• [Required work]
Output all of the entries exactly as written.

• [Dataset content]
____

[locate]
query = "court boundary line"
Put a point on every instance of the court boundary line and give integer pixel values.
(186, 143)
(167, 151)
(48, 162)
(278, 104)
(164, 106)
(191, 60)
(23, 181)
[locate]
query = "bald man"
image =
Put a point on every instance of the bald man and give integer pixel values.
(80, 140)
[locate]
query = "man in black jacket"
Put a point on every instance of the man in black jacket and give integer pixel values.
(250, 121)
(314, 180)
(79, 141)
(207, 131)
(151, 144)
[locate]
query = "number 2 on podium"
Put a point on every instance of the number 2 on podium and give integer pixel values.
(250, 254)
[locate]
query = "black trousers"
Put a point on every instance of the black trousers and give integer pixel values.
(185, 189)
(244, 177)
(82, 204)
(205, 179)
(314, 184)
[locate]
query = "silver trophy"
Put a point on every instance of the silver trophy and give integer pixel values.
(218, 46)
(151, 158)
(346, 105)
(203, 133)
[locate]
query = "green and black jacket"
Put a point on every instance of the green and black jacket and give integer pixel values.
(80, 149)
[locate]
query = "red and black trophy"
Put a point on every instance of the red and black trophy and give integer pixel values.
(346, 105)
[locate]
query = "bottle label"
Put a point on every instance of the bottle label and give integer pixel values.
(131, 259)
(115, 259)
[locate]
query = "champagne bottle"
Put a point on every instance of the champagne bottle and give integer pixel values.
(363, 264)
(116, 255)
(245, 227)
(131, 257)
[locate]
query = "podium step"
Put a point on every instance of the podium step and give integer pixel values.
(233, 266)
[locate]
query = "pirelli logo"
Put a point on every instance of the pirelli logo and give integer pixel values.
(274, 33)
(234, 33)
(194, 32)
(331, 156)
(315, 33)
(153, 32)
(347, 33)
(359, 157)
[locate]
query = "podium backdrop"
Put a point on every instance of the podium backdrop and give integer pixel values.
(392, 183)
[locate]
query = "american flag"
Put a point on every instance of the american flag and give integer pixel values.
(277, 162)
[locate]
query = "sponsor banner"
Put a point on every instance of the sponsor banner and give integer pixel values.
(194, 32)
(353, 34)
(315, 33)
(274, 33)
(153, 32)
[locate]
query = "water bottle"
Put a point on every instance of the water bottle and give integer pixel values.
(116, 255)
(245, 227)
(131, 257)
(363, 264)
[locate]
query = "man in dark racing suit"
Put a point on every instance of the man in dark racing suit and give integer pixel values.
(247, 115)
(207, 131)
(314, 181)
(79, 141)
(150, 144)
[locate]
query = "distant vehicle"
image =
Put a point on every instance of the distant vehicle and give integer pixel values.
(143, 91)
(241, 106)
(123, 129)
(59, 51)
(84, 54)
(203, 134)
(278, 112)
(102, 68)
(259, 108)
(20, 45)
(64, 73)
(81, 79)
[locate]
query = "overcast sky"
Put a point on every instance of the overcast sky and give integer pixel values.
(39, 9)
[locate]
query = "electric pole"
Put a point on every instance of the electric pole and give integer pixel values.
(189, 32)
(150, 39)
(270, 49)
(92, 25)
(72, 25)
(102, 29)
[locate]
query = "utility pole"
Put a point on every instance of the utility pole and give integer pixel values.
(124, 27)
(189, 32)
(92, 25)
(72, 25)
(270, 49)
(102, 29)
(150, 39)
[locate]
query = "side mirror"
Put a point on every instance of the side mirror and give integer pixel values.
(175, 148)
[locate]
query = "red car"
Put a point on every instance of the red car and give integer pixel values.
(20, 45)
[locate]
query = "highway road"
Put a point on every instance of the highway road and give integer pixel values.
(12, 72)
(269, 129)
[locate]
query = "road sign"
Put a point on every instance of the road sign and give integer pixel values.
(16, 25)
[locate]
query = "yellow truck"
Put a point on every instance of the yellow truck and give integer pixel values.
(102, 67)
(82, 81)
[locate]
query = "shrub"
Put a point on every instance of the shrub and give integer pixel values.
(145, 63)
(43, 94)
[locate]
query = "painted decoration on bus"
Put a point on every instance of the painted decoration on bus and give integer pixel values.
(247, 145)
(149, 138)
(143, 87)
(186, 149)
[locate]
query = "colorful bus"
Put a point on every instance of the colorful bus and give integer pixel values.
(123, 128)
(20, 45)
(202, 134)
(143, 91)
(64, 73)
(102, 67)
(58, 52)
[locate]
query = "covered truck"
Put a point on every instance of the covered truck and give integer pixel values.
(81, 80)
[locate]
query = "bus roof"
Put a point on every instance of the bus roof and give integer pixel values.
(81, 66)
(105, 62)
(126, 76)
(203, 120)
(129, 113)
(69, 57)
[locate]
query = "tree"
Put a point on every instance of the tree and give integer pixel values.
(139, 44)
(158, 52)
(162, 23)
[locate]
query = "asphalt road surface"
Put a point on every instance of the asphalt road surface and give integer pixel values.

____

• [Output for this exercise]
[locate]
query = "court boundary line"
Put a point on every instance of the court boundary line and give integer pixel values.
(186, 143)
(167, 151)
(48, 162)
(278, 104)
(164, 106)
(191, 60)
(23, 181)
[locate]
query = "bald man"
image =
Put a point on every instance of the bald man and give integer pixel values.
(80, 140)
[locate]
query = "man in black jacket"
Put a point on every instance of the man in black jacket and give integer pixel values.
(250, 121)
(314, 180)
(79, 141)
(207, 131)
(151, 144)
[locate]
query = "number 2 on podium"
Put a point on every instance of the number 2 on podium and give integer pixel values.
(250, 254)
[locate]
query = "black trousers"
Put a point on every instance of the black trousers and give integer pixel values.
(185, 189)
(244, 177)
(82, 204)
(205, 179)
(314, 184)
[locate]
query = "silver trophy"
Put a point on every instance of the silver trophy and give integer pixel values.
(218, 46)
(151, 158)
(346, 105)
(203, 133)
[locate]
query = "green and black jacket"
Put a point on every instance of the green and black jacket and give integer pixel values.
(80, 149)
[locate]
query = "red and black trophy"
Put a point on every instance of the red and black trophy and give integer pixel values.
(346, 105)
[locate]
query = "bottle label"
Put a point on every instance of the bottle label and give integer pixel values.
(131, 259)
(115, 259)
[locate]
query = "champagne bottle"
Put a point on every instance of the champagne bottle and give integer pixel values.
(363, 264)
(116, 255)
(245, 227)
(131, 257)
[locate]
query = "podium step"
Put a point on every instance of the podium step and give integer pixel values.
(233, 266)
[locate]
query = "pirelli logo"
Put a point on every instance of the pirelli logo and give integer pixel values.
(274, 33)
(234, 33)
(194, 32)
(331, 156)
(315, 33)
(153, 32)
(347, 33)
(359, 157)
[locate]
query = "podium backdrop"
Put a point on every instance of the podium backdrop and give integer pixel values.
(392, 183)
[locate]
query = "american flag"
Put a point on every instance of the american flag and give integer pixel values.
(277, 162)
[locate]
query = "sponsor banner"
Put a point on every instance of the sponsor banner and give integer pixel values.
(194, 32)
(353, 34)
(315, 33)
(274, 33)
(153, 32)
[locate]
query = "water bottle"
Put a point on every instance of the water bottle and give integer pixel values.
(116, 255)
(245, 227)
(131, 257)
(363, 264)
[locate]
query = "man in dark racing suit"
Put a point on every instance of the man in dark racing suit and give integer pixel values.
(247, 115)
(207, 131)
(314, 181)
(79, 141)
(150, 144)
[locate]
query = "distant vehicle"
image =
Put a point on every instance of the distant vehicle and give integer pixel values.
(143, 91)
(241, 106)
(123, 129)
(59, 51)
(84, 54)
(203, 134)
(278, 112)
(102, 68)
(259, 108)
(20, 45)
(64, 73)
(81, 79)
[locate]
query = "overcast sky"
Put a point on every instance of the overcast sky and give integer pixel values.
(39, 9)
[locate]
query = "electric pole"
Put a point on every instance of the electric pole and give integer pixel values.
(189, 32)
(150, 39)
(270, 49)
(92, 25)
(72, 25)
(102, 29)
[locate]
query = "utility pole"
Put a point on every instance of the utility pole and give integer pixel values.
(124, 27)
(189, 32)
(92, 25)
(72, 25)
(270, 49)
(102, 29)
(150, 39)
[locate]
query = "side mirror"
Put a point on every instance of the side mirror and give integer pixel values.
(175, 148)
[locate]
query = "red car"
Put a point on every instance of the red car and give integer pixel values.
(20, 45)
[locate]
query = "highway road"
Put a point on every instance of the highway road and give integer pixel values.
(12, 72)
(269, 129)
[locate]
query = "road sign"
Put a point on every instance of the road sign and give integer pixel values.
(16, 25)
[locate]
query = "yellow truck"
Put a point on every instance of the yellow truck and give integer pixel values.
(102, 67)
(82, 81)
[locate]
query = "shrub"
Put a point on every instance of the shrub and give integer pixel values.
(145, 63)
(43, 94)
[locate]
query = "painted decoration on bus"
Put a point on every instance of the painted decoration on bus and give integer pixel values.
(247, 145)
(149, 138)
(143, 87)
(186, 149)
[locate]
query = "colorful bus"
Put a point on every instance of the colorful bus and give integer pixel values.
(123, 128)
(20, 45)
(202, 134)
(143, 91)
(64, 73)
(102, 67)
(58, 52)
[locate]
query = "covered truck"
Put a point on every instance of the covered truck and give integer pixel values.
(81, 80)
[locate]
query = "bus roof"
Put a point on every instance of the bus roof and give integer pixel values.
(81, 66)
(105, 62)
(126, 76)
(203, 120)
(129, 113)
(69, 57)
[locate]
query = "tree"
Put a point on every instance of the tree and give integer pixel values.
(139, 44)
(158, 52)
(162, 23)
[locate]
query = "asphalt road surface"
Put a point on every instance of the asphalt road surface and give integer pixel values.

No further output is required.